» TASK DETAILS: Please rewrite everything from the line containing "Indicate the penne tube" down to the end of the records, changing "with a marker" to "with a dot" and keeping all else the same. Leave the pictures out of your answer.

=== TASK INPUT ===

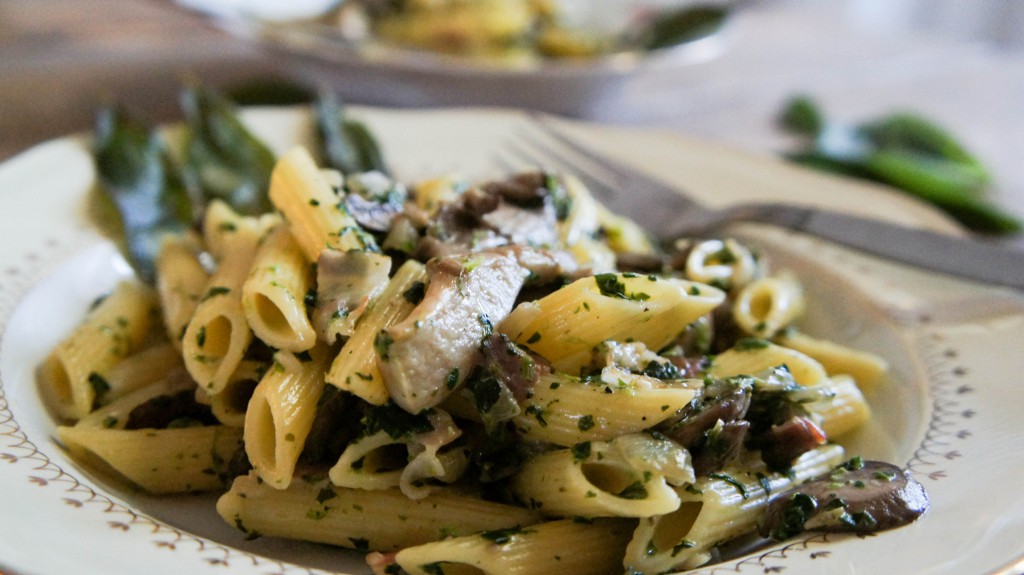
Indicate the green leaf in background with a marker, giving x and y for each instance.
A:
(136, 177)
(904, 150)
(346, 144)
(222, 159)
(675, 27)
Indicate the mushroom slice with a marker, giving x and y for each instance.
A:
(428, 355)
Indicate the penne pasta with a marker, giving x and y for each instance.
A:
(281, 413)
(629, 476)
(566, 410)
(713, 510)
(311, 208)
(73, 379)
(566, 325)
(218, 334)
(580, 547)
(867, 368)
(355, 369)
(753, 356)
(180, 282)
(171, 460)
(357, 519)
(273, 295)
(767, 305)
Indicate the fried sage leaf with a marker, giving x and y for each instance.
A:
(135, 175)
(347, 144)
(222, 159)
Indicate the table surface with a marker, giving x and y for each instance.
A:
(58, 58)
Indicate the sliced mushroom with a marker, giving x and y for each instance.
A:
(857, 496)
(429, 353)
(346, 281)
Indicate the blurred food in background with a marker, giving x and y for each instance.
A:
(514, 31)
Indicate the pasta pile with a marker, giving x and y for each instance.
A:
(491, 397)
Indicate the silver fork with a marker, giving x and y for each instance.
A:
(628, 191)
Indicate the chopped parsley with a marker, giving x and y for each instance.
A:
(395, 422)
(216, 291)
(415, 293)
(382, 344)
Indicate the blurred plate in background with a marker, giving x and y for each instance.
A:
(364, 68)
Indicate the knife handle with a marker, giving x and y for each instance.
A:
(958, 256)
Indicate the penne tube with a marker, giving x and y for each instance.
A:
(354, 369)
(171, 460)
(715, 509)
(313, 210)
(380, 520)
(218, 334)
(752, 356)
(73, 379)
(580, 547)
(273, 295)
(281, 413)
(768, 305)
(867, 368)
(181, 280)
(566, 410)
(229, 405)
(845, 411)
(116, 413)
(627, 477)
(141, 368)
(726, 263)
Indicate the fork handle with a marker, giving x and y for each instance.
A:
(958, 256)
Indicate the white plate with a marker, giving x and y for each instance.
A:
(383, 74)
(950, 411)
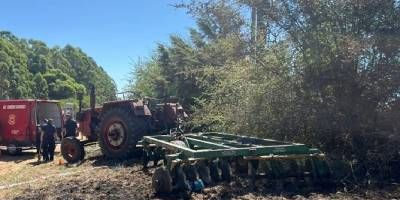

===

» THE RESULT:
Indicate the penne tube with a dot, giving x and y for each instance.
A:
(354, 369)
(171, 460)
(715, 509)
(313, 210)
(380, 520)
(218, 334)
(752, 356)
(73, 379)
(580, 547)
(273, 295)
(281, 413)
(768, 305)
(867, 368)
(181, 280)
(566, 410)
(229, 405)
(845, 411)
(116, 413)
(627, 477)
(141, 368)
(726, 263)
Indicate the fork handle with a dot, giving x and y for each instance.
A:
(958, 256)
Indicate the white plate with a dot, giving x and y for each instance.
A:
(383, 74)
(950, 411)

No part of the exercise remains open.